**Source records:**
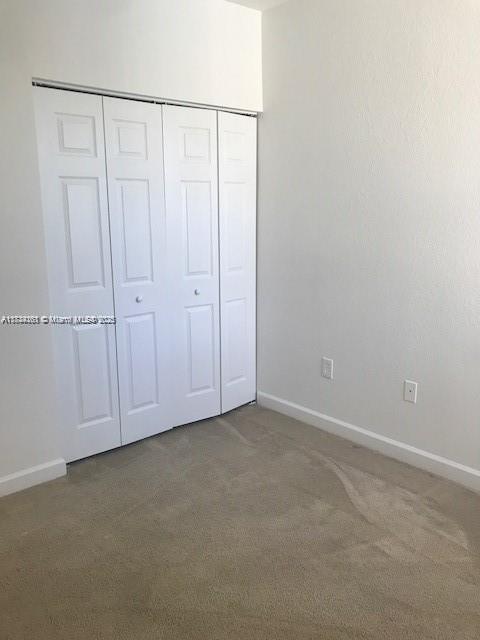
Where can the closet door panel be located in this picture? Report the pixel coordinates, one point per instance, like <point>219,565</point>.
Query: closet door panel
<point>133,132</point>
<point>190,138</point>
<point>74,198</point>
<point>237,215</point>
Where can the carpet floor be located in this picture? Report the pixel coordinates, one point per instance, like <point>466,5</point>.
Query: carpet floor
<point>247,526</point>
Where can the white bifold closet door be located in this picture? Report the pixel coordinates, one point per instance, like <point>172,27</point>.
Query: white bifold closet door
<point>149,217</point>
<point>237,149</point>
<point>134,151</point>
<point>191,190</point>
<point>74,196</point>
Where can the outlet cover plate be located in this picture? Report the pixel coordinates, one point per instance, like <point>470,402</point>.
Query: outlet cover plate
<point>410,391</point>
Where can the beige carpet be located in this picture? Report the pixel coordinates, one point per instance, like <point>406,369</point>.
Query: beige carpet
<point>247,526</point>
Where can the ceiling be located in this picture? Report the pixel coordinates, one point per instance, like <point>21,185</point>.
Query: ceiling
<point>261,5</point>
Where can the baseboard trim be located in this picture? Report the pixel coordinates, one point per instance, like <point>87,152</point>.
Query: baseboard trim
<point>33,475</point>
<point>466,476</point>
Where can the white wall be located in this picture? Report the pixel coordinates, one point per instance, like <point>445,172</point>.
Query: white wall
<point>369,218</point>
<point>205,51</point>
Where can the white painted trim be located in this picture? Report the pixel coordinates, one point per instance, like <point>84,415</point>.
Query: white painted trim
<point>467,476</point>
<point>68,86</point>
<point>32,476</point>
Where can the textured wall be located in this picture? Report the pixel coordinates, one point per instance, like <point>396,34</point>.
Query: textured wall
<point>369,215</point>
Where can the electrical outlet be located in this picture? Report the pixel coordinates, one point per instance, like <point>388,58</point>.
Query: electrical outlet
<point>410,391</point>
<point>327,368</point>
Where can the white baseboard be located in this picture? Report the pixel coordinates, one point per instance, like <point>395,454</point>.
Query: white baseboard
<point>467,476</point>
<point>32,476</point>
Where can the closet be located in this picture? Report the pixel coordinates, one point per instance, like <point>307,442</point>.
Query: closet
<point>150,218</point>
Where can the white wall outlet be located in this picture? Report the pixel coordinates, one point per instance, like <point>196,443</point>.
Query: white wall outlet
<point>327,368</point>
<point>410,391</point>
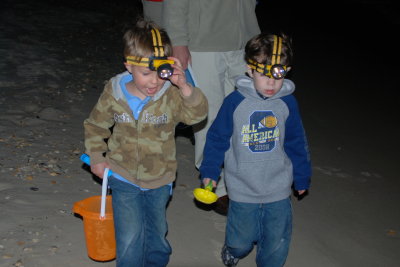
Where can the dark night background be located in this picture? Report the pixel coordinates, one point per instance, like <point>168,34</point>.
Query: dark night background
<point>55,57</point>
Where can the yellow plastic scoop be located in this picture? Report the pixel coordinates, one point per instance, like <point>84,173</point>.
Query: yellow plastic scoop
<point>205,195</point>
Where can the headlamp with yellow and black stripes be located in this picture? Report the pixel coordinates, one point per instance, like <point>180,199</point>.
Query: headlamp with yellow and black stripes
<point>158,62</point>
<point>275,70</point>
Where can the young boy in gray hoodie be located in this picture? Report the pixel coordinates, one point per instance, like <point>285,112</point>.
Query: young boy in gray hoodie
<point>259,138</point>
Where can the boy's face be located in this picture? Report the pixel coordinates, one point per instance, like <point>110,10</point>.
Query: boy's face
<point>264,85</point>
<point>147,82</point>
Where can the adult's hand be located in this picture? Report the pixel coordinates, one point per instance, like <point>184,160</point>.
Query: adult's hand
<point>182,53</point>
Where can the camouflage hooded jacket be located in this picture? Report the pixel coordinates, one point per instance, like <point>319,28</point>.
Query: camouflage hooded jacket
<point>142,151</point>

**WHAT THE TASK REQUIRES:**
Write out the data again word for word, minus any images.

**EXERCISE ANSWER:**
Where can the closet door panel be located in this picture? Report the pixel coordinates, one point per instance, like <point>219,565</point>.
Query: closet door panel
<point>133,132</point>
<point>190,138</point>
<point>74,198</point>
<point>237,215</point>
Where can the carpet floor be located in this picture? Report the pixel coordinates, one point per instance, like <point>466,5</point>.
Query: carpet floor
<point>247,526</point>
Where can the white bifold closet door be located in this picture? Report the pixel coordinates, one point per instance, like <point>172,27</point>.
Query: white bifold closet door
<point>149,217</point>
<point>237,149</point>
<point>134,151</point>
<point>191,190</point>
<point>74,196</point>
Where can the outlet cover plate be located in this picture? Report the pixel coordinates, one point per instance, like <point>470,402</point>.
Query: outlet cover plate
<point>410,391</point>
Where can the beige carpet be located in this picture? Report the pixel coordinates, one point per instance, like <point>406,369</point>.
Query: beige carpet
<point>247,526</point>
Where can the ceiling be located in this picture? Report the pixel coordinates, one point per instance, like <point>21,185</point>.
Query: ceiling
<point>261,5</point>
Where can the baseboard trim be located in this picture? Report the pixel coordinates, one point per instance, like <point>87,152</point>.
Query: baseboard trim
<point>33,475</point>
<point>466,476</point>
Where can the white wall be located in this picture? Report the pixel coordinates, one point per instance, like <point>445,172</point>.
Query: white wall
<point>369,218</point>
<point>205,51</point>
Where can the white painted trim be located in this picture? Report the pixel coordinates, one point per instance, like <point>84,415</point>.
Query: white painted trim
<point>467,476</point>
<point>68,86</point>
<point>32,476</point>
Where can the textured wall be located in this picture? Report the pixel coordinates, one point per instance, like <point>396,34</point>.
Query: textured wall
<point>369,215</point>
Where can the electrical outlet be located in this picture? Report the pixel coordinates, one point per instance, like <point>388,58</point>.
Query: electrical outlet
<point>410,391</point>
<point>327,368</point>
Where can the white baseboard be located in this picture? Report the pixel coordinates, one point per instance, like <point>395,454</point>.
Query: white baseboard
<point>467,476</point>
<point>32,476</point>
Where can the closet be located in this picture? Report the pixel coordinates, one point per instance, like <point>307,442</point>.
Query: closet
<point>150,218</point>
Where can the white wall outlet be located in this picture? Report the pixel coordinates, one point per instance, like <point>196,443</point>.
Query: white wall outlet
<point>327,368</point>
<point>410,391</point>
Where can the dark night background be located in this picture? Report the pixel coordinates, one point per instance, like <point>168,34</point>.
Query: dark night background
<point>55,57</point>
Where can the yellow plastic scoop be located in this picture? Report the pixel coordinates, one point per instance, like <point>84,173</point>.
Query: yellow plastic scoop
<point>205,195</point>
Where can the headlamp with yellow and black stripes be located in this picture? Report the pixel coordinates, one point per instance, like <point>180,199</point>.
Query: headlamp with yellow and black stripes
<point>158,62</point>
<point>275,70</point>
Where can the young boy in gray hoodie be located in this picture? Report the pixel coordinates, one point per instance, like <point>285,112</point>.
Query: young boy in gray hoodie
<point>259,138</point>
Where can the boy's face be located in this picture? Report the pixel coordinates, one point per instance, like <point>110,10</point>.
Query: boy's face
<point>264,85</point>
<point>147,82</point>
Where can the adult's hand be located in this picture? Report the pixel coordinates, one point per instance, like <point>184,160</point>.
Query: adult's hand
<point>182,53</point>
Where can the camouflage hooded jacket be located in this picture? Report the pixel coordinates, one point per instance, like <point>319,28</point>.
Query: camouflage hooded jacket
<point>142,151</point>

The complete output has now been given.